- _Try it_
Once every line in the data that follows has been checked for the word "vase", give only the number of lines that hold it.

____________________

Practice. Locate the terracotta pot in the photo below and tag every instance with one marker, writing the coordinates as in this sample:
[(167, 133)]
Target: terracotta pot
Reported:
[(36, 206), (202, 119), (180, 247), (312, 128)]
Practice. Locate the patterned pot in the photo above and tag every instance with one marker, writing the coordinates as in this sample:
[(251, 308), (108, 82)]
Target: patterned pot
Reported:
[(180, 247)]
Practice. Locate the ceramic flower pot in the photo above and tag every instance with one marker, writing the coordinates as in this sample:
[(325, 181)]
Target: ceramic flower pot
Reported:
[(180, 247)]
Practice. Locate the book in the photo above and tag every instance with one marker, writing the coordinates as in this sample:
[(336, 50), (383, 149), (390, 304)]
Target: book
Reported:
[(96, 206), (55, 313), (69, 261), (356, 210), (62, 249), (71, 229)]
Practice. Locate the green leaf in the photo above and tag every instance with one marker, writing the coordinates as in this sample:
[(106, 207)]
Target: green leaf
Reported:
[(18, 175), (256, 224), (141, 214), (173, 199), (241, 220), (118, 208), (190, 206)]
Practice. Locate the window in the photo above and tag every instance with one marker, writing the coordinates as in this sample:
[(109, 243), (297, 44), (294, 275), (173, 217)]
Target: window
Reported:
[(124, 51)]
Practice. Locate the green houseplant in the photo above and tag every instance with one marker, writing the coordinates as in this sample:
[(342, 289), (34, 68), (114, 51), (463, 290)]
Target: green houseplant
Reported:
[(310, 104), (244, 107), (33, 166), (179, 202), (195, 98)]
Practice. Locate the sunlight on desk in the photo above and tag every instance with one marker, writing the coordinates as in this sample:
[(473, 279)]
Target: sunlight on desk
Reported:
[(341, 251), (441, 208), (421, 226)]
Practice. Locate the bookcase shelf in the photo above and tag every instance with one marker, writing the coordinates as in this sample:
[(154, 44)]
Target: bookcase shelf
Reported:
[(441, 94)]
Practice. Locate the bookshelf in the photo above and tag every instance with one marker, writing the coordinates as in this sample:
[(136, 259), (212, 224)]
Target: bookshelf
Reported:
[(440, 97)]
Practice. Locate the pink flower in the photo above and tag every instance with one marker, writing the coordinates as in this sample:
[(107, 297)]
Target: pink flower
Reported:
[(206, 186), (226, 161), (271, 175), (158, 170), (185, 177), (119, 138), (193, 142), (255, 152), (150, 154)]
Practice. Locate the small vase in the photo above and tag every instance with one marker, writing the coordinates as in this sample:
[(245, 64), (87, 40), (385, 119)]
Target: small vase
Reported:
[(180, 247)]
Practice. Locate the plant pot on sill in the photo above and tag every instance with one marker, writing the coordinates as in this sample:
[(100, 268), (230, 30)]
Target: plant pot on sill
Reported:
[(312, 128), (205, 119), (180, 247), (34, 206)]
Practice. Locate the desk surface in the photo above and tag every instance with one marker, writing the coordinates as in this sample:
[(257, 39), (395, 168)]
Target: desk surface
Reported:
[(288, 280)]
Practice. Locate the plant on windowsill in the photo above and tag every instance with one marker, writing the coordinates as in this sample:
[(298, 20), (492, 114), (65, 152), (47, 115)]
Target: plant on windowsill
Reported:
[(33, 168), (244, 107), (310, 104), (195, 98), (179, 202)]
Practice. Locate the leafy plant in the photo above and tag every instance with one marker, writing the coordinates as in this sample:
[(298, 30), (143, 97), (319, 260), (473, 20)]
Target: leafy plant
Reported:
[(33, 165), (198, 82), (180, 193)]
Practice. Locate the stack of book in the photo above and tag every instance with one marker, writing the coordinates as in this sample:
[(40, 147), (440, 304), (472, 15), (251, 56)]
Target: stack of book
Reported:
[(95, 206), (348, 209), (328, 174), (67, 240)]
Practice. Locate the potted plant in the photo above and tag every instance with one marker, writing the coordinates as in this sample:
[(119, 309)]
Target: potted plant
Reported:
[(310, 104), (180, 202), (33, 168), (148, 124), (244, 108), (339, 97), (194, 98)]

____________________

- _Exercise result_
2